• _Directive 1_
Put the entry lines from the line with "A rule for this batch: each instance of the dog's front" to the line with "column 183, row 108" into a JSON list of strings, one string per line, with blank lines omitted.

• _Passage shown_
Thanks for the KIP. Overall it makes sense.

Couple of minor comments/questions:

10) To me, it was initially quite unclear why we need this KIP. The
motivation section does only talk about some performance issues (that
are motivated by single key look-ups) -- however, all issues mentioned
in the KIP could be fixed without any public API change. The important
cases, why the public API changes (and thus this KIP) is useful are
actually missing in the motivation section. I would be helpful to add
more details.

20) `StoreQueryParams` has a lot of getter methods that we usually don't
have for config objects (compare `Consumed`, `Produced`, `Materialized`,
etc). Is there any reason why we need to add those getters to the public
API?

30) The change to remove `KafkaStreams#store(...)` as introduced in
KIP-535 should be listed in sections Public API changes. Also, existing
methods should not be listed -- only changes. Hence, in
`KafkaStreams.java` only one new method and the `store()` method as
added via KIP-535 should be listed.

40) `QueryableStoreProvider` and `StreamThreadStateStoreProvider` are
internal classes and thus we can remove all changes to it from the KIP.


Thanks!


-Matthias



On 1/21/20 11:46 AM, Vinoth Chandar wrote:
> Chiming in a bit late here..
> 
> +1 This is a very valid improvement. Avoiding doing gets on irrelevant
> partitions will improve performance and efficiency for IQs.
> 
> As an incremental improvement to the current APIs,  adding an option to
> filter out based on partitions makes sense
> 
> 
> 
> 
> 
> 
> 
> On Mon, Jan 20, 2020 at 3:13 AM Navinder Brar
> <navinder_b...@yahoo.com.invalid> wrote:
> 
>> Thanks John. If there are no other comments to be addressed, I will start
>> a vote today so that we are on track for this release.~Navinder
>>
>>
>> On Monday, January 20, 2020, 8:32 AM, John Roesler <vvcep...@apache.org>
>> wrote:
>>
>> Thanks, Navinder,
>>
>> The Param object looks a bit different than I would have done, but it
>> certainly is explicit. We might have to deprecate those particular factory
>> methods and move to a builder pattern if we need to add any more options in
>> the future, but I’m fine with that possibility.
>>
>> The KIP also discusses some implementation details that aren’t necessary
>> here. We really only need to see the public interfaces. We can discuss the
>> implementation in the PR.
>>
>> That said, the public API part of the current proposal looks good to me! I
>> would be a +1 if you called for a vote.
>>
>> Thanks,
>> John
>>
>> On Sun, Jan 19, 2020, at 20:50, Navinder Brar wrote:
>>> I have made some edits in the KIP, please take another look. It would
>>> be great if we can push it in 2.5.0.
>>> ~Navinder
>>>
>>>
>>> On Sunday, January 19, 2020, 12:59 AM, Navinder Brar
>>> <navinder_b...@yahoo.com.INVALID> wrote:
>>>
>>> Sure John, I will update the StoreQueryParams with static factory
>>> methods.

• _Directive 2_
In the KIP review thread, why does the reviewer say the changes to `QueryableStoreProvider` and `StreamThreadStateStoreProvider` can be removed from the KIP?

• _Records for this task_
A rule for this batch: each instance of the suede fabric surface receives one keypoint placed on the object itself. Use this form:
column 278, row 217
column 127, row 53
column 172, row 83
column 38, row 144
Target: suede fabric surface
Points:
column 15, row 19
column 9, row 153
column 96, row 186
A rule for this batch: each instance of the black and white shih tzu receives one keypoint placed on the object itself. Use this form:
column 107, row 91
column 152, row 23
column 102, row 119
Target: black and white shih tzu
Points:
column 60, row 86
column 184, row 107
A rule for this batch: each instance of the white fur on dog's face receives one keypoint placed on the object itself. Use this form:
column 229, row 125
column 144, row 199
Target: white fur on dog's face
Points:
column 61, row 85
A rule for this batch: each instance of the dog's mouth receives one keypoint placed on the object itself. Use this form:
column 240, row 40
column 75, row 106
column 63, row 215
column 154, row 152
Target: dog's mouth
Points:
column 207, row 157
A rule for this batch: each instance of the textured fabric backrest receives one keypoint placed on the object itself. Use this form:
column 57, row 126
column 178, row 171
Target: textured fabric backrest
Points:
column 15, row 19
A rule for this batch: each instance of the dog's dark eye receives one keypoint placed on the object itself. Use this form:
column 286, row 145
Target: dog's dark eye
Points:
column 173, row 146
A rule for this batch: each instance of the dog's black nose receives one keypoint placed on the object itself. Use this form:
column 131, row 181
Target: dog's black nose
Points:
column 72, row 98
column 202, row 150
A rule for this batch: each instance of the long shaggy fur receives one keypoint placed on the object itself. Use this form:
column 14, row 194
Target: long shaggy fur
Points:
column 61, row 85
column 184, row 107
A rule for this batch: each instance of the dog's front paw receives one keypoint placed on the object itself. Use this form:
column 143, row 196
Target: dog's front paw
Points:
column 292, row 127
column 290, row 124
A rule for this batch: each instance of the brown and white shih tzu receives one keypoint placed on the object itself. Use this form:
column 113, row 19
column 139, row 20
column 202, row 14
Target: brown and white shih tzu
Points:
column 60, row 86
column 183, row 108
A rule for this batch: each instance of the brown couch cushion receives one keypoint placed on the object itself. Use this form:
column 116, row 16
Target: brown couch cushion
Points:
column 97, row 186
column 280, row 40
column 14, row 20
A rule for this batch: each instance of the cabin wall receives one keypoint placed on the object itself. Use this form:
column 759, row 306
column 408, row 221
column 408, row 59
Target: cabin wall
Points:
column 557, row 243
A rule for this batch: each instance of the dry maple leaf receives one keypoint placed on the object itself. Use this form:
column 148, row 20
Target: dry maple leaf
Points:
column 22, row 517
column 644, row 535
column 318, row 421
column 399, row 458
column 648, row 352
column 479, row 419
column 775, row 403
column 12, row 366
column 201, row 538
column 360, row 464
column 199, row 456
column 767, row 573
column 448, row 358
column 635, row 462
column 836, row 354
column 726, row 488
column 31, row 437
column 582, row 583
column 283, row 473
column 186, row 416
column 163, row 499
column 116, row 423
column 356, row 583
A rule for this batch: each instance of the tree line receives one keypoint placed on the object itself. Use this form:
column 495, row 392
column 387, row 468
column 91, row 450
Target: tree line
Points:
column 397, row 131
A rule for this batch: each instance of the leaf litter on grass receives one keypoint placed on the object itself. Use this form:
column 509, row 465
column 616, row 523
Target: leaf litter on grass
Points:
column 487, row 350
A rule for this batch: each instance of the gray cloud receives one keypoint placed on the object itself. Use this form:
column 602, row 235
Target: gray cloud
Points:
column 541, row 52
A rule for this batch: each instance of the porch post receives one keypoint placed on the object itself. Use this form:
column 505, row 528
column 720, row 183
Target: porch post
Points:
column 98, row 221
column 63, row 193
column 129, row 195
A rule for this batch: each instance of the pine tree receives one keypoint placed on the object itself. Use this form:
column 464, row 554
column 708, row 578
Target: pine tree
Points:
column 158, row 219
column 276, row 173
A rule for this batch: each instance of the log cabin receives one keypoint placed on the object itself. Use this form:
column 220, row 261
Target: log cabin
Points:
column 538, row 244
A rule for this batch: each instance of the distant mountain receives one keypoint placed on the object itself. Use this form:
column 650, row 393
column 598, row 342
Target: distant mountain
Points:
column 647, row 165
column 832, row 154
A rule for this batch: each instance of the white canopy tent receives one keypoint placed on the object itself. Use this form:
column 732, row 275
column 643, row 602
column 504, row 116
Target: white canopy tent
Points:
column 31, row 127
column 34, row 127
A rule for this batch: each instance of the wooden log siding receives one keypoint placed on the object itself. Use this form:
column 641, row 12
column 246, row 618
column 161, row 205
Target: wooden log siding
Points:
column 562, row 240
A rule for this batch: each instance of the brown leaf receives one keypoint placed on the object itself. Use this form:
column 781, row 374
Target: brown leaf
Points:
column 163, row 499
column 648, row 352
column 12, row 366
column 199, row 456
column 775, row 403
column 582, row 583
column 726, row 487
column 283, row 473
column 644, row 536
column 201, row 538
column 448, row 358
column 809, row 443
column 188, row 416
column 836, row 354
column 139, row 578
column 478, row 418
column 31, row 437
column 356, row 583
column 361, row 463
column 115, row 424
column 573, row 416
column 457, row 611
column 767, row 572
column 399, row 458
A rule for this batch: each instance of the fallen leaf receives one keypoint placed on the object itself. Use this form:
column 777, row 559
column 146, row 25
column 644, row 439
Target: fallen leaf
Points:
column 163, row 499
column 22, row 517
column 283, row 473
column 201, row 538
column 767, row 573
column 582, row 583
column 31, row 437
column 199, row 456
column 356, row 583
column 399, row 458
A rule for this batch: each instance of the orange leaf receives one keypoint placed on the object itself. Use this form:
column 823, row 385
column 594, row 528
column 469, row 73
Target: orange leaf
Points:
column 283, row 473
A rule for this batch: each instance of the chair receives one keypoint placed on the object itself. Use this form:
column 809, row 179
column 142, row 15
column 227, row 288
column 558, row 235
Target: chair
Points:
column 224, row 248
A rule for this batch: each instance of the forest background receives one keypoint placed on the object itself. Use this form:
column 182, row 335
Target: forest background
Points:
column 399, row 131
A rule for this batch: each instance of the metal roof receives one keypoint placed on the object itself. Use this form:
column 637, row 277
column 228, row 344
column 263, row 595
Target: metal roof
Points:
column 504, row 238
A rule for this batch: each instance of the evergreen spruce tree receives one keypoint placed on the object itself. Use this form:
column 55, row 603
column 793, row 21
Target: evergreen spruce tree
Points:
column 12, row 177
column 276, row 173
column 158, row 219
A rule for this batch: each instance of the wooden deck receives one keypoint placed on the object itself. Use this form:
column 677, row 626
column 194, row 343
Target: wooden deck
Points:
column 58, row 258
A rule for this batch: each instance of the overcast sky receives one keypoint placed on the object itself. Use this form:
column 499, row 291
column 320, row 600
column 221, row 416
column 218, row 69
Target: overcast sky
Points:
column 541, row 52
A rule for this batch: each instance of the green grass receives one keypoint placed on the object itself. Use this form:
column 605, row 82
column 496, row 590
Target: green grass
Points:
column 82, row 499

• _Answer 1_
[
  "A rule for this batch: each instance of the dog's front paw receives one keypoint placed on the object itself. Use this form:",
  "column 143, row 196",
  "Target: dog's front paw",
  "Points:",
  "column 292, row 127",
  "column 290, row 124",
  "A rule for this batch: each instance of the brown and white shih tzu receives one keypoint placed on the object itself. Use this form:",
  "column 113, row 19",
  "column 139, row 20",
  "column 202, row 14",
  "Target: brown and white shih tzu",
  "Points:",
  "column 60, row 86",
  "column 183, row 108"
]

• _Answer 2_
Both are internal classes. Because of that, the reviewer says all changes to them can be removed from the KIP.